Reproduce the items from the very first line up to and including the line containing "648 687 L 633", and switch "green vegetation strip" to "strip of green plants" while leaving everything else in those lines unchanged.

Recorded data:
↓↓↓

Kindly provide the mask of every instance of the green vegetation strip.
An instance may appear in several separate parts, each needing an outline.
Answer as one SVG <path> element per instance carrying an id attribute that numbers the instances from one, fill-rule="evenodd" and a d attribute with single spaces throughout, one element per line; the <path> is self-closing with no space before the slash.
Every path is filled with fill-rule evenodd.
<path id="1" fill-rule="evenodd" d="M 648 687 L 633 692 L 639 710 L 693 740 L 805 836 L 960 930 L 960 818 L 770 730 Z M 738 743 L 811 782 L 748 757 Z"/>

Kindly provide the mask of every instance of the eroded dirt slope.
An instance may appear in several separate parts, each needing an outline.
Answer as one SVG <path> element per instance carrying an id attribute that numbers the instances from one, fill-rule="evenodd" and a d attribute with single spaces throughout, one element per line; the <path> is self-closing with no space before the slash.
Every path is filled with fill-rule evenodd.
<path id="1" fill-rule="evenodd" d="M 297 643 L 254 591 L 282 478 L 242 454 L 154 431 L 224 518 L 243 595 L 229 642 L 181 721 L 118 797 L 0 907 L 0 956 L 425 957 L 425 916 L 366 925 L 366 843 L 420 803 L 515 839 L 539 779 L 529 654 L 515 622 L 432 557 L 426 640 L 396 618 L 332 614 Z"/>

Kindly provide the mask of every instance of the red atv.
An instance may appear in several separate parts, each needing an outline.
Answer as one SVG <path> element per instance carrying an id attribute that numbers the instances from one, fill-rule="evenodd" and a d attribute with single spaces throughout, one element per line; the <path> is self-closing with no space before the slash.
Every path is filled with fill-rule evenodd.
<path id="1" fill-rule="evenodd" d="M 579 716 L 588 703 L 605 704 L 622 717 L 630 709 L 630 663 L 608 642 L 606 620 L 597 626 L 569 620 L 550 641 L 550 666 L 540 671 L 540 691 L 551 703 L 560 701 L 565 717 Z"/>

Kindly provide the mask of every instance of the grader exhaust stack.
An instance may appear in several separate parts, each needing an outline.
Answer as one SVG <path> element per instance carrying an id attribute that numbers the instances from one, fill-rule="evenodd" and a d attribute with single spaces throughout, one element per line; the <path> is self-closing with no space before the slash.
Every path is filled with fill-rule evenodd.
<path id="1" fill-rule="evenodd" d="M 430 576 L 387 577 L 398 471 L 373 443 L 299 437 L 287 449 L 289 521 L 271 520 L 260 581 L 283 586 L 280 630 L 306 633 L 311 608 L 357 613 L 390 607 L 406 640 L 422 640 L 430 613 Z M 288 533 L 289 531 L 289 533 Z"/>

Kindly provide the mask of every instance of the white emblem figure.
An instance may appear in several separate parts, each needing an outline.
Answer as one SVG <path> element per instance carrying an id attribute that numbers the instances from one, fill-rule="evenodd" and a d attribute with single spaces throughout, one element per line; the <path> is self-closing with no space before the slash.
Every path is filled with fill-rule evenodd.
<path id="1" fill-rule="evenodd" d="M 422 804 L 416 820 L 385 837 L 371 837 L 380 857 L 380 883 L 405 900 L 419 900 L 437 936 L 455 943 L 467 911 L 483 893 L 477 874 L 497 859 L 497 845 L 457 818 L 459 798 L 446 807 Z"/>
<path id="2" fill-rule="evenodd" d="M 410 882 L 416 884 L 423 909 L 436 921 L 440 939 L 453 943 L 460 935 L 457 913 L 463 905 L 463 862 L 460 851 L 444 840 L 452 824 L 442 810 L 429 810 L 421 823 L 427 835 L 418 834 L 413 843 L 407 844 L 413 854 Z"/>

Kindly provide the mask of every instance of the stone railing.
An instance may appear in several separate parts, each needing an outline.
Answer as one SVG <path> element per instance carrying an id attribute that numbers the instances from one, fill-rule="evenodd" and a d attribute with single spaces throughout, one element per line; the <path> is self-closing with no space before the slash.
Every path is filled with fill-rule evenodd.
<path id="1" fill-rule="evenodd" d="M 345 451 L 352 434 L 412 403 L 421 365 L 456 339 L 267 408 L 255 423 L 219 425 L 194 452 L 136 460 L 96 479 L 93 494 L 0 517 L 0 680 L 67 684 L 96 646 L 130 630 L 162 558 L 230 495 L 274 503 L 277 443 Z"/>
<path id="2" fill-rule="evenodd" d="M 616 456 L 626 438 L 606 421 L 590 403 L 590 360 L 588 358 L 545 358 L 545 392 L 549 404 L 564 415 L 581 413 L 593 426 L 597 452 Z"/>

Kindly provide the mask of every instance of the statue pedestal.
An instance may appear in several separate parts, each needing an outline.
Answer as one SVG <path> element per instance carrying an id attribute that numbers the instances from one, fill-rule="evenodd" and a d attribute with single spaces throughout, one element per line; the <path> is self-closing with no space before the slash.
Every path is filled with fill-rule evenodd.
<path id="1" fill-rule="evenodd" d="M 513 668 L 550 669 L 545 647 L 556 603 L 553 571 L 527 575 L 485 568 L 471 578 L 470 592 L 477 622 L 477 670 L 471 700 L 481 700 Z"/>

↑↑↑

Right answer -
Kindly provide the mask of every instance of the strip of green plants.
An instance may appear in several separate parts, each needing an outline.
Answer as one SVG <path> element per instance carrying an id attribute that numbers the instances from one, fill-rule="evenodd" and a d attribute with single spaces throughout, one element per line; the <path> is self-closing with no space before the slash.
Every path is filled with fill-rule evenodd.
<path id="1" fill-rule="evenodd" d="M 648 687 L 633 692 L 639 710 L 693 740 L 805 836 L 960 930 L 960 818 L 770 730 Z M 738 743 L 811 782 L 748 757 Z"/>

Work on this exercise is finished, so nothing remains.